Document segment —
= Gordon Young (writer) =

American writer (1886–1948)

Gordon Young (1886 – February 10, 1948) was an American writer of adventure and western stories.

==Life==
Young was born in Ray County, Missouri. He worked as a cowboy and served in the United States Marine Corps in the Philippines, before moving to Los Angeles and taking a job at the Los Angeles Times in 1914. During his time in Los Angeles, Young befriended the writer Paul Jordan-Smith and the painter Edward Middleton Manigault. Young eventually became Literary Editor of the Los Angeles Times; one of his correspondents was Sinclair Lewis.

He died of a heart attack in Los Angeles, February 10, 1948.

==Writing career==
Young's first published story was "The Lady's Picture", in The Cavalier magazine, in March 1913. He began writing fiction for the magazine Adventure in 1917. His first stories for Adventure were a series of crime thrillers about a gun-wielding gambler, Don Everhard. Magazine historian Robert Sampson argued the Don Everhard stories influenced later writers of Hardboiled crime fiction such as Carroll John Daly. Young soon became one of the most popular of Arthur Sullivant Hoffman's roster of authors for Adventure. He followed the Everhard stories with a series of South Seas tales about Hurricane Williams, an adventurer who shuns "civilized" society.

Given problem 1 — In the Gordon Young biography, in which magazine did Young's first published story appear?
Given problem 2 — Using the Gordon Young biography, explain why the Don Everhard stories are said to matter beyond their first run in Adventure.
Given problem 3 — Carry on the Gordon Young biography from its last sentence.

Dataset section —

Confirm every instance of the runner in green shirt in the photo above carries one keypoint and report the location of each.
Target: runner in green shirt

Final answer 1 — It appeared in The Cavalier magazine, in March 1913.

Final answer 2 — Magazine historian Robert Sampson argued that the Don Everhard stories influenced later writers of hardboiled crime fiction, such as Carroll John Daly.

Final answer 3 —
Young's novel, Days of '49 (1925), a historical narrative about the settlement of California during the Gold Rush, was well received by contemporary reviewers. James Oliver Curwood declared that Days of '49 was "the best book he had read for ten years", while Edwin Bjorkman compared Young's work to that of Walter Scott. Huroc the Avenger is a historical adventure set in the seventeenth century, and revolves around the titular hero's quest for revenge against a ruthless Venetian trading family.

Young's humorous Westerns about "Red" Clark became his most commercially successful series; these tales first appeared in Adventure and Short Stories before being collected in book form. The Clark stories were especially popular in Britain and most of the stories appeared in hardbacks for the UK library market.

Several of Gordon Young's stories were adapted for the cinema, including the 1936 film Captain Calamity and the 1944 film Tall in the Saddle.

== Bibliography ==

- Savages (1921)
- Wild Blood (1921)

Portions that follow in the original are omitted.